Given request
Report how many lines in the entries below contain the string "target", treating uppercase and lowercase as different. Reply with the number only.

**** Records to process ****

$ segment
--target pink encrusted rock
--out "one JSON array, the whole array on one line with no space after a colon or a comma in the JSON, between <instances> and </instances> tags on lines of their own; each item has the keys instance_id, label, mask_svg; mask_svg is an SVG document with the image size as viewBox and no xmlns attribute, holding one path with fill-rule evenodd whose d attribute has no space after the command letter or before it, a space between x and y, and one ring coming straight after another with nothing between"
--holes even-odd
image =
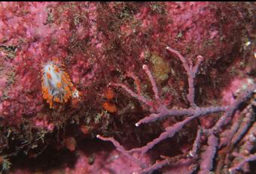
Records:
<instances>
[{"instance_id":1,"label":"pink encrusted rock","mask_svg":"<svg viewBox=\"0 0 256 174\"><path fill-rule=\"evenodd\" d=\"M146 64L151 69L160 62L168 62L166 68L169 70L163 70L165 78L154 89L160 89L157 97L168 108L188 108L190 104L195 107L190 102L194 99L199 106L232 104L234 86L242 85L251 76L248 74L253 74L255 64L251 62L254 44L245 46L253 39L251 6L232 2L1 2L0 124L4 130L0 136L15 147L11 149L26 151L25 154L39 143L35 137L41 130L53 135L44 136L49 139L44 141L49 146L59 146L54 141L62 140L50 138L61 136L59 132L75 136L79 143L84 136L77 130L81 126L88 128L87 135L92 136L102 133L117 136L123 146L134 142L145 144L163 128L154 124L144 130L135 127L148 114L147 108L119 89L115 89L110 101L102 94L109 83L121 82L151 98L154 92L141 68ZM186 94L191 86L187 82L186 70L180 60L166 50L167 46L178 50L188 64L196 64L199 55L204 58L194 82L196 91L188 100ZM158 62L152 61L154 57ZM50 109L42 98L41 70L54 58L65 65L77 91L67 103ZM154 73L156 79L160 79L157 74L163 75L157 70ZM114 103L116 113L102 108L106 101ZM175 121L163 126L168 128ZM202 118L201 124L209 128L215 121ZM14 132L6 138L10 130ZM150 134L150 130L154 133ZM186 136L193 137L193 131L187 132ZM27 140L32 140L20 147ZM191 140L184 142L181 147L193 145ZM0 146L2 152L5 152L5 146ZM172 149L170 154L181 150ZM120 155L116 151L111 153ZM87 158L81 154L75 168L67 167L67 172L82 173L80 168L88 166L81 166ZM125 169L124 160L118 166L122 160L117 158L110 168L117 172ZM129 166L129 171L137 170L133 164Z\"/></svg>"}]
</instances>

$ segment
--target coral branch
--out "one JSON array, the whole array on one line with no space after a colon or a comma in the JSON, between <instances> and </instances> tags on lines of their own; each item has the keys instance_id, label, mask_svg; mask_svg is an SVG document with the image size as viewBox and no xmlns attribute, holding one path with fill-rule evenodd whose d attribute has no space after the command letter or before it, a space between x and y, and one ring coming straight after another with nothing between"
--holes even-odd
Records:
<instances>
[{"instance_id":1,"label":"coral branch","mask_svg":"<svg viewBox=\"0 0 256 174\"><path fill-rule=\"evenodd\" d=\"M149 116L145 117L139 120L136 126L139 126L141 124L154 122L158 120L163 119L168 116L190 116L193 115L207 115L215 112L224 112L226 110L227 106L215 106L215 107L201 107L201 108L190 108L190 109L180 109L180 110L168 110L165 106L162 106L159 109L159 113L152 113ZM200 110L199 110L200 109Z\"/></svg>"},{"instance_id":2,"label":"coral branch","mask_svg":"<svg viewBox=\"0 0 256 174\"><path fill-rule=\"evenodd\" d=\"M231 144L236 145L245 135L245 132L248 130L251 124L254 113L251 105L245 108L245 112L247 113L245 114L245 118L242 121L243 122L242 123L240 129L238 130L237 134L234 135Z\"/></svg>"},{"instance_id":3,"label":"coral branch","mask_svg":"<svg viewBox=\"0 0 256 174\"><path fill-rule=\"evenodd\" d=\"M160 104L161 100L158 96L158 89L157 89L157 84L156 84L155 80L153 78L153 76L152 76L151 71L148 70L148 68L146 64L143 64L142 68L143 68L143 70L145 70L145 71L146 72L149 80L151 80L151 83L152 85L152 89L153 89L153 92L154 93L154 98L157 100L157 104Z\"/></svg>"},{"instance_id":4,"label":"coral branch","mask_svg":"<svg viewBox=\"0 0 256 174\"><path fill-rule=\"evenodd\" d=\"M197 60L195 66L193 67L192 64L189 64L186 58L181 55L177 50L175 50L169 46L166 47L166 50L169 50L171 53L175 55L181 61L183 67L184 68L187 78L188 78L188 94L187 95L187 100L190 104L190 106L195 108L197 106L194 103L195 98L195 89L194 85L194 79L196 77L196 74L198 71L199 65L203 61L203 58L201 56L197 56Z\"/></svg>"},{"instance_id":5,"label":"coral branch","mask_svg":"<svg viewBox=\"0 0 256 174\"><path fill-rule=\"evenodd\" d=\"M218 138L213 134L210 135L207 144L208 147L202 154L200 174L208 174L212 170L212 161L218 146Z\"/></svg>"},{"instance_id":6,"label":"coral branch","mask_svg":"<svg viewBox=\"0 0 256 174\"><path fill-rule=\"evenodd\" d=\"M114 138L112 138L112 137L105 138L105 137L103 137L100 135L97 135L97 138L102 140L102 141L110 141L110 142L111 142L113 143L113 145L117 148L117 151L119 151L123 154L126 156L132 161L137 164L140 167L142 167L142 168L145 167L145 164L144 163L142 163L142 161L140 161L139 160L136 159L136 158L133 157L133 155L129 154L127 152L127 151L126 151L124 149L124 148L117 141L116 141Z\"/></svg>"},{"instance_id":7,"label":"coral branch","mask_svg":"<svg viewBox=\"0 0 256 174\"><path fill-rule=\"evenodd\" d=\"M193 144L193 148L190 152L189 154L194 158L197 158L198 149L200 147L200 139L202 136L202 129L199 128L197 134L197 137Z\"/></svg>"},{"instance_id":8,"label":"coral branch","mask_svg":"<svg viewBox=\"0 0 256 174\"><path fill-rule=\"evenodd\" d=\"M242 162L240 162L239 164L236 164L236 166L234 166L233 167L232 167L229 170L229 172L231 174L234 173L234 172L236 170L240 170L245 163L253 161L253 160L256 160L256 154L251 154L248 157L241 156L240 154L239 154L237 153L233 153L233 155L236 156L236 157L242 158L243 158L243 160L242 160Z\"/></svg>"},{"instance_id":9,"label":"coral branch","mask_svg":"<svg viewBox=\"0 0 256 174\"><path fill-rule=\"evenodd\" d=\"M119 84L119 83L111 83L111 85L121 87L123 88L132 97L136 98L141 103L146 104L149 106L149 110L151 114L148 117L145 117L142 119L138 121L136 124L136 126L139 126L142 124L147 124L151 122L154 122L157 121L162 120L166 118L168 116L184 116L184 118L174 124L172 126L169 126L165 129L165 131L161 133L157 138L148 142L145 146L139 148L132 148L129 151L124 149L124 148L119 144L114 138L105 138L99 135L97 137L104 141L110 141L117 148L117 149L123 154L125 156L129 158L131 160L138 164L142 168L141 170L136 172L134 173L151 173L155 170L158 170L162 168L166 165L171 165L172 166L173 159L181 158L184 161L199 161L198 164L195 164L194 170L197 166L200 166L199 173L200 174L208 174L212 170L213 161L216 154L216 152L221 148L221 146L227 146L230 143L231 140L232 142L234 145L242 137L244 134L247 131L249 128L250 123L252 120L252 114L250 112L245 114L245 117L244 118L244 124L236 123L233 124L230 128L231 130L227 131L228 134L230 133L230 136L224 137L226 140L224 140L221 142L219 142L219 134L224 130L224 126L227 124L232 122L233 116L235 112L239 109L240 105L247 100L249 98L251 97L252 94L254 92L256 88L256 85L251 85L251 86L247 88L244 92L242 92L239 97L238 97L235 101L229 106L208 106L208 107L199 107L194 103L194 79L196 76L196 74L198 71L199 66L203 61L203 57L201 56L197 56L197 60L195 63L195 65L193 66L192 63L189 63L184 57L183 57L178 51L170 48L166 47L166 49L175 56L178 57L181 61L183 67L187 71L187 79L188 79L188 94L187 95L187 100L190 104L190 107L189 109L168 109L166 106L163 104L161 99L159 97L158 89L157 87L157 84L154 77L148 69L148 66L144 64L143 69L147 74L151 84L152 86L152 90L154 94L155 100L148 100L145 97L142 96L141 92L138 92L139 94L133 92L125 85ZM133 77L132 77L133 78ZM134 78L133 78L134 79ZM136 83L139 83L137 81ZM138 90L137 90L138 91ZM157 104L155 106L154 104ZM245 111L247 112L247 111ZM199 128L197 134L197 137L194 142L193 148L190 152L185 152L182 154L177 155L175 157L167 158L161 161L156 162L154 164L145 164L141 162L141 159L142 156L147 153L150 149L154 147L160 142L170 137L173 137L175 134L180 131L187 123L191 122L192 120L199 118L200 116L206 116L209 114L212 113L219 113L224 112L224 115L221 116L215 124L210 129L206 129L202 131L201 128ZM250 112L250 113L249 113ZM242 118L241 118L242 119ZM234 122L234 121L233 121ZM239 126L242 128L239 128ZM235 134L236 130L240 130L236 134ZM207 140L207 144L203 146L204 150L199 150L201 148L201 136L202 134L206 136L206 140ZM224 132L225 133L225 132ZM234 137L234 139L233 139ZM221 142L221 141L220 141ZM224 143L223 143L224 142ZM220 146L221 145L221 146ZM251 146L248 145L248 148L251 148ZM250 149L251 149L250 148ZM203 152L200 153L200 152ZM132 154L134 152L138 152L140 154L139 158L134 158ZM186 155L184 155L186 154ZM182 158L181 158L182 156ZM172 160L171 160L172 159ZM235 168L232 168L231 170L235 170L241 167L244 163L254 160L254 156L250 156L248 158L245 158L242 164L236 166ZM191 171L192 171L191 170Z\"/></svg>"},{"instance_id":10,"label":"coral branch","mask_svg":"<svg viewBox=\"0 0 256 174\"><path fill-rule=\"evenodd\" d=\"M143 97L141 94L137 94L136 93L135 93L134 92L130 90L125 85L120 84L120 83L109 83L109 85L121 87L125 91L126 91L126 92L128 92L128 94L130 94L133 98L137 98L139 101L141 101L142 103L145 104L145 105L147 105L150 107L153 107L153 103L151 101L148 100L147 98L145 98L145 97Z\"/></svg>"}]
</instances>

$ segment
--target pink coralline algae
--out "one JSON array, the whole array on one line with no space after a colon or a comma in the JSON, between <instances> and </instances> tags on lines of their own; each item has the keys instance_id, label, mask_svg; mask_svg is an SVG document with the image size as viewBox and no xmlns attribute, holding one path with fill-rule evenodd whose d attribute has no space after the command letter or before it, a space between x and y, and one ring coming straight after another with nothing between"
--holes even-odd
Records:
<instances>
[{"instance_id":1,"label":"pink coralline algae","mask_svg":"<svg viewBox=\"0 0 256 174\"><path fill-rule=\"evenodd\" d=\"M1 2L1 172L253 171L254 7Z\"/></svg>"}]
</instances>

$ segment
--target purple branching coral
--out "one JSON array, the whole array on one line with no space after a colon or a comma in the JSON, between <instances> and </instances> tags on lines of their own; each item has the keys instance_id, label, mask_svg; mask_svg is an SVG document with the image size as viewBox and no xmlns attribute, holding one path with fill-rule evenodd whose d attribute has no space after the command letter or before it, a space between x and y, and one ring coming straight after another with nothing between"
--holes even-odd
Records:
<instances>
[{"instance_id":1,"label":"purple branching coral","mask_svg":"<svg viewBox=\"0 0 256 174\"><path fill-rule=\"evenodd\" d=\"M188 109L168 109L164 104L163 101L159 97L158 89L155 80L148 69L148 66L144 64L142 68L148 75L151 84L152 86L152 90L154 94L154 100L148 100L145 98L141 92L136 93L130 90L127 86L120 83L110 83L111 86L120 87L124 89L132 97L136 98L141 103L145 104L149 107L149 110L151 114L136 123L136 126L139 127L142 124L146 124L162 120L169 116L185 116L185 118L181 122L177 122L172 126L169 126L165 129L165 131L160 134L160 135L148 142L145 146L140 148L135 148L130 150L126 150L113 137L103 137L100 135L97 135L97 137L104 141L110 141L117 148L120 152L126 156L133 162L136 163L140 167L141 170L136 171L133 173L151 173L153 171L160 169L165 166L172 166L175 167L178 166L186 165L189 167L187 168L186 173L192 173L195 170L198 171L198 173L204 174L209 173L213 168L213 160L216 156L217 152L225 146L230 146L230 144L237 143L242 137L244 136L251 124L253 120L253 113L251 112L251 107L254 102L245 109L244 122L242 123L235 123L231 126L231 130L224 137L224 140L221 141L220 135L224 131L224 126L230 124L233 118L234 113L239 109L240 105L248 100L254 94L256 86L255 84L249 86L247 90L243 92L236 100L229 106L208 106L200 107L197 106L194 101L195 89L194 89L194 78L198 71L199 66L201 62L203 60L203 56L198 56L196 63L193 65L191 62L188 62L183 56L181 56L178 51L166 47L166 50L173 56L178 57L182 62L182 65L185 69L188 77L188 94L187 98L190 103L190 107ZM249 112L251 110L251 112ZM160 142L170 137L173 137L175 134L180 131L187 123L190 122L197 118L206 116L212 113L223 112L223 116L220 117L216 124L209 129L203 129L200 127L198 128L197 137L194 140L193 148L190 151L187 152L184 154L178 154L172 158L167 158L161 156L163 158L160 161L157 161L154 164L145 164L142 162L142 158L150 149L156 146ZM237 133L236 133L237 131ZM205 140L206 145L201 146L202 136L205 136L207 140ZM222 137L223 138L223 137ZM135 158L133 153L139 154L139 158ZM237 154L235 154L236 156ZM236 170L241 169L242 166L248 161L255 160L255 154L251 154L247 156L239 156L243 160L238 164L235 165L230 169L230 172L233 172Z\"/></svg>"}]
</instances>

****

Solved exercise
4